## Passage
What’s next for generic drug competition?
By 2027, authorized generics could make up 25% to 30% of all generic prescriptions - up from 18% in 2022. That’s a massive shift.
Leading generic manufacturers are adapting. Some are building dual strategies: filing ANDAs for multiple drugs at once, so if one gets undercut, another might still pay off. Others are partnering with pharmacies or specialty distributors to bypass traditional channels. A few are even developing their own authorized generic deals - turning the tables on brand companies.
But for most small and mid-sized generic firms, the odds are stacked. The financial risk is too high. The timeline is too short. The competition is too unfair.
The system was built to save money. But today, it’s often saving the drugmakers - not the patients.
What should you do as a patient?
You can’t control when a drug goes generic. But you can control what you pay.
- Ask your pharmacist: “Is this an authorized generic?” If it is, it’s the same as the brand - but cheaper. Sometimes, it’s the best deal.

## List of tasks
**A.** Decide whether each statement below agrees with the passage on generic drug competition. For each, answer yes or no and quote the deciding words from the passage.
(i) Authorized generics made up 18% of generic prescriptions in 2022.
(ii) Small and mid-sized generic firms face favorable odds.
(iii) Some generic manufacturers partner with pharmacies or specialty distributors.
**B.** Answer these questions from the passage on generic drug competition:
(i) What share of all generic prescriptions could authorized generics make up by 2027?
(ii) What was the system built to do?
(iii) What question does the passage tell a patient to ask the pharmacist?
**C.** Extend the passage on generic drug competition past its final sentence.

## Material shown
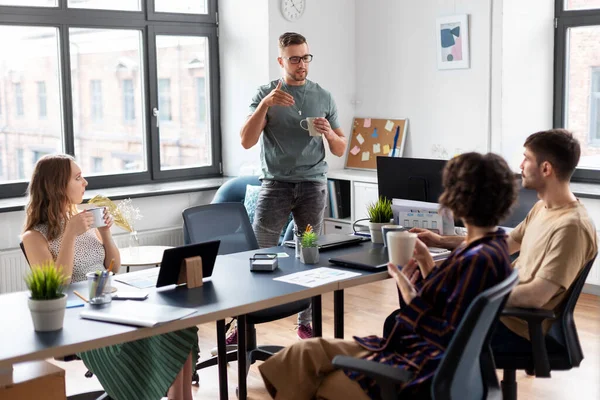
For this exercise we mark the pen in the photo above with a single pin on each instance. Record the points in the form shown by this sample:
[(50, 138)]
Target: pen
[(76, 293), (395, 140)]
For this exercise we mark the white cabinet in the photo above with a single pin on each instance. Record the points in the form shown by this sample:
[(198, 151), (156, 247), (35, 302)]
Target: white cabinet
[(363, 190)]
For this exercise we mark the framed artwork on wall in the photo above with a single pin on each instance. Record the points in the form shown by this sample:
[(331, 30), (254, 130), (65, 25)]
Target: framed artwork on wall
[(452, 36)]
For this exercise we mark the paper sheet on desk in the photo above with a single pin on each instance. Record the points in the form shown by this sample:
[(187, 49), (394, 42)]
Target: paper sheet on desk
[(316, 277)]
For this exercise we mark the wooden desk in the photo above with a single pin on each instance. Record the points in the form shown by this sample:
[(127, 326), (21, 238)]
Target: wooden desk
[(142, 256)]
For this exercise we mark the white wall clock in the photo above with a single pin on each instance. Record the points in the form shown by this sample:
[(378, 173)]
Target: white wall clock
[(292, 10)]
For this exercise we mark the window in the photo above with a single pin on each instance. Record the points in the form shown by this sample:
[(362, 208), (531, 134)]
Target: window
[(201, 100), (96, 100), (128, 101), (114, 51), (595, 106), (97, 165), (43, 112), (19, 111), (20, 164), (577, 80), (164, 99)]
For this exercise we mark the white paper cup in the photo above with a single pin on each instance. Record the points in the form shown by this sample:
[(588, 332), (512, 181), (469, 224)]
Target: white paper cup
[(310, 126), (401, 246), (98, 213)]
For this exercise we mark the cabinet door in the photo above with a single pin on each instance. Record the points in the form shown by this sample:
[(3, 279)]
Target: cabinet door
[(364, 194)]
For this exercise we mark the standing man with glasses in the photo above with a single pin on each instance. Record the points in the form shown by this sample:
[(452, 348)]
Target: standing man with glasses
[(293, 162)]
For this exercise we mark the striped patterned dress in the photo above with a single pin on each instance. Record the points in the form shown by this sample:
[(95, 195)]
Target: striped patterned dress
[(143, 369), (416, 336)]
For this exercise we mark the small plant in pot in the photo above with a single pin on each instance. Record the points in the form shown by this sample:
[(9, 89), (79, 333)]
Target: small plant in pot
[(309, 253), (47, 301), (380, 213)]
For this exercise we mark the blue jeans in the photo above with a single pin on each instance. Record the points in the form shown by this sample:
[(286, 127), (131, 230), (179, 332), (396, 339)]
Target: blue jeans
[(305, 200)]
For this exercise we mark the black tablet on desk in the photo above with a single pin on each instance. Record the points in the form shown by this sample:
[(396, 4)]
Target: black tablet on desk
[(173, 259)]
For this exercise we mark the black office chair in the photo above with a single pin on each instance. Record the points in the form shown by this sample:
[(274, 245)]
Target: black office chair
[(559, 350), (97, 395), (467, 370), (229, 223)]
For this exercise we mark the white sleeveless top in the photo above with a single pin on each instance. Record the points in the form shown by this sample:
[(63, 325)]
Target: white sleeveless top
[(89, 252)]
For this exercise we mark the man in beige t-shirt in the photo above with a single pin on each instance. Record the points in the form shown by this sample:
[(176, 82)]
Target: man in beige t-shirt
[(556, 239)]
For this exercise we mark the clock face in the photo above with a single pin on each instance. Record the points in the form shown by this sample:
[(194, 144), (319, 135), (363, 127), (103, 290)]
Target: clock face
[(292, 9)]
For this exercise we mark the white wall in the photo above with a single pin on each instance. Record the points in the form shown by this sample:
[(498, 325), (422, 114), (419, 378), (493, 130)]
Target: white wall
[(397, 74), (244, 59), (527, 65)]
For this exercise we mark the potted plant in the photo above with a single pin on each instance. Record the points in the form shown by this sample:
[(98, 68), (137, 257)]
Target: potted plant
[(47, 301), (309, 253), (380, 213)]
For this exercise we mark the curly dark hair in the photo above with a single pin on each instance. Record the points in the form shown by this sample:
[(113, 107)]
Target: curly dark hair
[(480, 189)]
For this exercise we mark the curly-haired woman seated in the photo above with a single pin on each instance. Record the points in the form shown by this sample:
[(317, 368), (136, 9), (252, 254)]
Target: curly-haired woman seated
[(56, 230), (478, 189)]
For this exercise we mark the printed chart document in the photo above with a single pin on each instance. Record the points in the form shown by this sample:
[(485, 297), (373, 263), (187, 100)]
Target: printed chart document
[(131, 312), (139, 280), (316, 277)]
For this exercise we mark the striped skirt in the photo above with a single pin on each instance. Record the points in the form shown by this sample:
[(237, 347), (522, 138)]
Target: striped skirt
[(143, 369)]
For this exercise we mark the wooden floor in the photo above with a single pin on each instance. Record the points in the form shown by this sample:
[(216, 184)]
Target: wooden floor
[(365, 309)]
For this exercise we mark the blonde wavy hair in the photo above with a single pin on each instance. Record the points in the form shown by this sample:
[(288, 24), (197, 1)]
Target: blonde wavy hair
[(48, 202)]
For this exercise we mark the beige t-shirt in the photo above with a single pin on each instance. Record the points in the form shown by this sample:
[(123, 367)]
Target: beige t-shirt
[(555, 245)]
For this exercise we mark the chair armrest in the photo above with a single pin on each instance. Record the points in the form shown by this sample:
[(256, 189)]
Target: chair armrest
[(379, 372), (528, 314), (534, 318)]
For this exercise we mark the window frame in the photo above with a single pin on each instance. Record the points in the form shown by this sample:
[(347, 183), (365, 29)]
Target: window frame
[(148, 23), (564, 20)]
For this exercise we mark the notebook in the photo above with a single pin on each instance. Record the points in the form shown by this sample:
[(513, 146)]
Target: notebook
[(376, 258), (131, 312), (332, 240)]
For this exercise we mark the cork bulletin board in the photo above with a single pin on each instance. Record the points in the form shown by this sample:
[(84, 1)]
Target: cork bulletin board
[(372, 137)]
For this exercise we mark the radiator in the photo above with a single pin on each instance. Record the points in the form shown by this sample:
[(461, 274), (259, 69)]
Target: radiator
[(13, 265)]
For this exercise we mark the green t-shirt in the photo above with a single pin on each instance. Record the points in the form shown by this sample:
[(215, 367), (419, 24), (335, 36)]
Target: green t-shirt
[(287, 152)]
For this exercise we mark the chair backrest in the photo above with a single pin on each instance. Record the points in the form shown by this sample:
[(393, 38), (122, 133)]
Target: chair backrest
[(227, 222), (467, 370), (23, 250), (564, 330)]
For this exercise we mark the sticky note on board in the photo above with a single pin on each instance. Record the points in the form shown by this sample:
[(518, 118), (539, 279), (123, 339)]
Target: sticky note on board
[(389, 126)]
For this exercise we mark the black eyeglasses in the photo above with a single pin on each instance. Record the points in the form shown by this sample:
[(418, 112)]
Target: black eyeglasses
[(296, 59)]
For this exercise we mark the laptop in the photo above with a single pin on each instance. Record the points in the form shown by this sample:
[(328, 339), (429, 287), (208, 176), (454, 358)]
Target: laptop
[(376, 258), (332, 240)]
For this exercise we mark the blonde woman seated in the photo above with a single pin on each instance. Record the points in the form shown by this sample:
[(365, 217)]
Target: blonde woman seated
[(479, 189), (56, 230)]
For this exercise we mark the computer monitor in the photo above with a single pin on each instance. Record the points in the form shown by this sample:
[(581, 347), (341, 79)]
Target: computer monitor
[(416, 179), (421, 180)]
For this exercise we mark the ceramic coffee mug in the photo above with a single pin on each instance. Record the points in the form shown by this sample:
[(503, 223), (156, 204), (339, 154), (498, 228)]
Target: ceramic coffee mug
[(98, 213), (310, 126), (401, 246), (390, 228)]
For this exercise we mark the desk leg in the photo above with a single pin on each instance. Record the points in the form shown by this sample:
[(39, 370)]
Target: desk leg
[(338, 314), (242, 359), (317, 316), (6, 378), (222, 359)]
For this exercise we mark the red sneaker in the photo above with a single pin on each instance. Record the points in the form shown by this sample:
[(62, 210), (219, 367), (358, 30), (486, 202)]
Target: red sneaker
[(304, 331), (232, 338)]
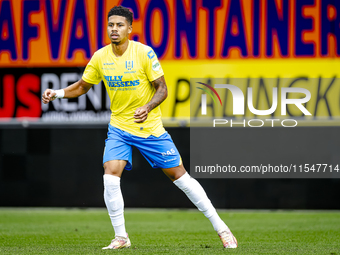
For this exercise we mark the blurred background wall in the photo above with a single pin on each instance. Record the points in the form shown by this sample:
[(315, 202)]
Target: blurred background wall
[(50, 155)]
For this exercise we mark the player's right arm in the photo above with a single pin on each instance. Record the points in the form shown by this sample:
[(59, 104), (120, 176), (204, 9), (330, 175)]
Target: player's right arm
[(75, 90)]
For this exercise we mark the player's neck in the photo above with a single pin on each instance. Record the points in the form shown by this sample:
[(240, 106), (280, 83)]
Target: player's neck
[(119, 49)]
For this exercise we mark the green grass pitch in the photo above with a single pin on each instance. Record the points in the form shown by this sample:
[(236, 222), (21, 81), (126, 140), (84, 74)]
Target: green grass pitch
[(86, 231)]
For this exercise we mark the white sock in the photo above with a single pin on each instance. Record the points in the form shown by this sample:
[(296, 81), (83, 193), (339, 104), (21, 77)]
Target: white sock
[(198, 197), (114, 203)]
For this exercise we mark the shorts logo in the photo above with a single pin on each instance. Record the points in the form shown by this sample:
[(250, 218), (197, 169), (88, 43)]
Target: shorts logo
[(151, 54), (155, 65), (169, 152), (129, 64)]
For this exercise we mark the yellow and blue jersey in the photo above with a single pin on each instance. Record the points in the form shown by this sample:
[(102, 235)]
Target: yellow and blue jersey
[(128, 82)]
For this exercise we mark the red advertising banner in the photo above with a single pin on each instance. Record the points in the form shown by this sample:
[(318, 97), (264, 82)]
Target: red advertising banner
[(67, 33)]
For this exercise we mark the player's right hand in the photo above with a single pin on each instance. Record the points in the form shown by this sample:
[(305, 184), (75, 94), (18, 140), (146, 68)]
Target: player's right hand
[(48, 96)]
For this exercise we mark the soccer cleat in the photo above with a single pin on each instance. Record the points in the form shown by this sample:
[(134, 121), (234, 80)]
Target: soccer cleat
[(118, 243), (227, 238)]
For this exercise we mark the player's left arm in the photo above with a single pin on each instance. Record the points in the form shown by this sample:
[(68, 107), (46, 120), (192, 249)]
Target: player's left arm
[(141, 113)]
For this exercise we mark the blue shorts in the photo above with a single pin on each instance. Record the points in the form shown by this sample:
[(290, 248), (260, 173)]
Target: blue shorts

--

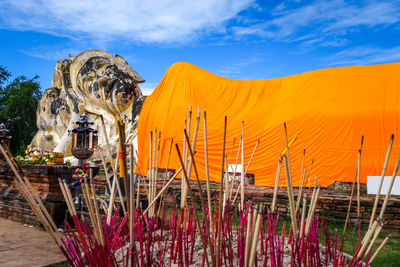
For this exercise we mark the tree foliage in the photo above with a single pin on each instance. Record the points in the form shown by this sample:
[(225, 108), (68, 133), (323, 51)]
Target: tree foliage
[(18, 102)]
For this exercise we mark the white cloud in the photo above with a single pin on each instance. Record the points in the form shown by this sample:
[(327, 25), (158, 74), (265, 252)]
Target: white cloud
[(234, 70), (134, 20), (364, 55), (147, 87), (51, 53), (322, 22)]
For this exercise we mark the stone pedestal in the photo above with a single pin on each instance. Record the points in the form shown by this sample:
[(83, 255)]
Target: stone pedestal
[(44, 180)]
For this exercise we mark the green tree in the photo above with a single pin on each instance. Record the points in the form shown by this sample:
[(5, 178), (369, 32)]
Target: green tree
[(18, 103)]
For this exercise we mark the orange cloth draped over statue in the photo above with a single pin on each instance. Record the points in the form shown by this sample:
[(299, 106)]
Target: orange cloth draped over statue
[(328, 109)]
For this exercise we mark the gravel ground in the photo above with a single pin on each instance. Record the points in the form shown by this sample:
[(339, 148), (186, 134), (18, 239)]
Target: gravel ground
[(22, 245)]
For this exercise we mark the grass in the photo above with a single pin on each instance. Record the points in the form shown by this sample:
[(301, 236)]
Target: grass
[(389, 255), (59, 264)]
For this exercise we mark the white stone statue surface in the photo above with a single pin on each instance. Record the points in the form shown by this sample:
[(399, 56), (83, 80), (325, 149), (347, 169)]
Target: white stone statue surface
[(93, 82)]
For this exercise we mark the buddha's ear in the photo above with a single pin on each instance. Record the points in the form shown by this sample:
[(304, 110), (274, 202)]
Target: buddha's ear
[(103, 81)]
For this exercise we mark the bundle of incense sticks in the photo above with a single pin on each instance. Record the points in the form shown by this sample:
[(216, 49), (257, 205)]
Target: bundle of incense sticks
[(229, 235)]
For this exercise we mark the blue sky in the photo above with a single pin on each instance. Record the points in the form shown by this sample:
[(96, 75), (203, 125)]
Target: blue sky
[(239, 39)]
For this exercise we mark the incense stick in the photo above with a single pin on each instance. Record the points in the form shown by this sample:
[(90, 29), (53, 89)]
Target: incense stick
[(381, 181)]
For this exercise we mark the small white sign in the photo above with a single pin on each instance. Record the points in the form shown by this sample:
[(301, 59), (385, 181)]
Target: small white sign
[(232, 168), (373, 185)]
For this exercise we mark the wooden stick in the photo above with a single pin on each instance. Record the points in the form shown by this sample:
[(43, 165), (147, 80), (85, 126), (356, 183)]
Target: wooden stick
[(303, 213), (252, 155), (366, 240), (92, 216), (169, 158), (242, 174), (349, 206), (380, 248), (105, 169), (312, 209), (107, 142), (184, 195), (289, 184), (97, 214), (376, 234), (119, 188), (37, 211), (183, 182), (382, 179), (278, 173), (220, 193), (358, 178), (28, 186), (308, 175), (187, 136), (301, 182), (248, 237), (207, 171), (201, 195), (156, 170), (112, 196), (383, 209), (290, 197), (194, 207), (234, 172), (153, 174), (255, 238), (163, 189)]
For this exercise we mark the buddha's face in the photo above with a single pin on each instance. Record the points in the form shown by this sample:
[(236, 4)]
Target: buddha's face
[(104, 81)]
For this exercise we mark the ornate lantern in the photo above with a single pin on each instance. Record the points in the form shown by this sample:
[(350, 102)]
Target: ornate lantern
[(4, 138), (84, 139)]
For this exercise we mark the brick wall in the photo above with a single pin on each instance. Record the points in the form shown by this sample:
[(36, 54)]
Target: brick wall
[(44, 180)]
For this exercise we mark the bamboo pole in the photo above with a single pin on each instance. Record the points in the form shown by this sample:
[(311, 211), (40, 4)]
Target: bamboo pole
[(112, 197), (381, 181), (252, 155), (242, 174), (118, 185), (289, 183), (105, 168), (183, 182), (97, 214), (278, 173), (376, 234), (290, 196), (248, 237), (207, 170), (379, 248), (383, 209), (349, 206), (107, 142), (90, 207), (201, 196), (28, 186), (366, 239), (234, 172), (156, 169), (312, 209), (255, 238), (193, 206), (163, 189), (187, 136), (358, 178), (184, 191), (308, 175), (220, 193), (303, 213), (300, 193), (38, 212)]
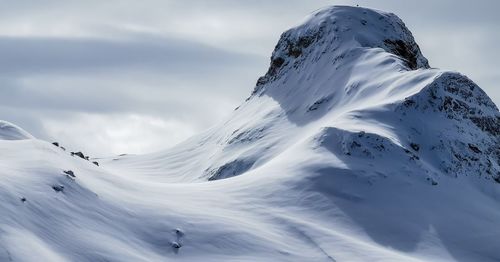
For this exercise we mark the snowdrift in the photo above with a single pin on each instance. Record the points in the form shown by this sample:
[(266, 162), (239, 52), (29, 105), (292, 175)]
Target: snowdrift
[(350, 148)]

## Your written answers
**A.**
(i) Yes: "up from 18% in 2022"
(ii) No: "the odds are stacked"
(iii) Yes: "Others are partnering with pharmacies or specialty distributors to bypass traditional channels."

**B.**
(i) 25% to 30%
(ii) Save money
(iii) “Is this an authorized generic?”

**C.**
- Compare prices. Sometimes, the first generic is cheaper than the authorized one. Sometimes it’s the other way around.
- Use pharmacy discount programs. GoodRx, SingleCare, and others often show price differences between the two.
- Don’t assume all generics are the same. Ask your doctor if switching between versions affects your treatment. For most drugs, it doesn’t. But for narrow-therapeutic-index drugs like warfarin or levothyroxine, consistency matters.
The bottom line: the race to be first isn’t what it used to be. The rules changed. The players changed. And the cost? It’s still rising - even when the drug is supposed to be cheaper.